In the timeshare passage below, which two public timeshare companies are named as reeling from falling stock prices?

● Exercise text:
▬▬▬▬▬▬▬▬▬▬
It’s a time of struggle for every member of the timeshare ecosystem, from owners to HOAS, to resorts, employees and even developers. There are already signs, however, that the industry will have to embrace pro-consumer policies to emerge, intact, from the COVID-19 crisis.
One example? Calls to Timeshare Exit Team have surged as owners feel their once-prized timeshare is now a family liability. Too expensive, potentially unsafe and, as always, difficult to reserve. Unfortunately, solicitations from scammer exit companies also appear to be increasing as they seek to exploit owners who are desperate to dump their timeshare.
Another driver of change? Public timeshare companies, such as Wyndham and Marriott, among others, are reeling from falling stock prices as a result of the COVID-19 crash. Stock and industry analysts say companies will have to reinvent themselves – with new business models and products, such as short-term leases and automatic exit programs – to shore up their stocks and stay profitable in the future. Others, including top-level industry executives, say the current economic meltdown will simply accelerate the industry’s long-known little secret – that it has an unsustainable business model that was destined to collapse four or five years down the road, if not right now.
▬▬▬▬▬▬▬▬▬▬
● Data extract:
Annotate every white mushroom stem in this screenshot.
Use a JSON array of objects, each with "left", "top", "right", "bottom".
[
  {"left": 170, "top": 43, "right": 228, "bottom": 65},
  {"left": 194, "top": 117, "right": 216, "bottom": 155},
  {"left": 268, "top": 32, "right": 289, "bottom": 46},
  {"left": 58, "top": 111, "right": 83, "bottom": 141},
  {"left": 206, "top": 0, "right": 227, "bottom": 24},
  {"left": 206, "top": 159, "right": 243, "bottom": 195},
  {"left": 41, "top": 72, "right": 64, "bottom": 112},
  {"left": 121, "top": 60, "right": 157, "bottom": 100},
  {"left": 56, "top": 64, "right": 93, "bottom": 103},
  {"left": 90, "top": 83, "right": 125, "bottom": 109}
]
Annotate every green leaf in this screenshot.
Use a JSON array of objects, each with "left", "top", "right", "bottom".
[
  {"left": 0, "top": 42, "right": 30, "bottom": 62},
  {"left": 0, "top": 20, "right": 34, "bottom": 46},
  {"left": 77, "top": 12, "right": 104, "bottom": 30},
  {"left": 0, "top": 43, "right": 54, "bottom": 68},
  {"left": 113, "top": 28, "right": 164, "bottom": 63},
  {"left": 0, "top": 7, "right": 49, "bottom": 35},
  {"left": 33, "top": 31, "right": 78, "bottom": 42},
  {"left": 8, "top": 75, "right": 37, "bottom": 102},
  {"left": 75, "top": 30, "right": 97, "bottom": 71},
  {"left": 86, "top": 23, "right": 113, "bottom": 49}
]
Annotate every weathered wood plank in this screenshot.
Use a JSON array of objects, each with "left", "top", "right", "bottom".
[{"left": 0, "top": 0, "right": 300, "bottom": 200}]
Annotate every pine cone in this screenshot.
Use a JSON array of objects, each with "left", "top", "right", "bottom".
▬▬▬▬▬▬▬▬▬▬
● Solution to this exercise:
Wyndham and Marriott.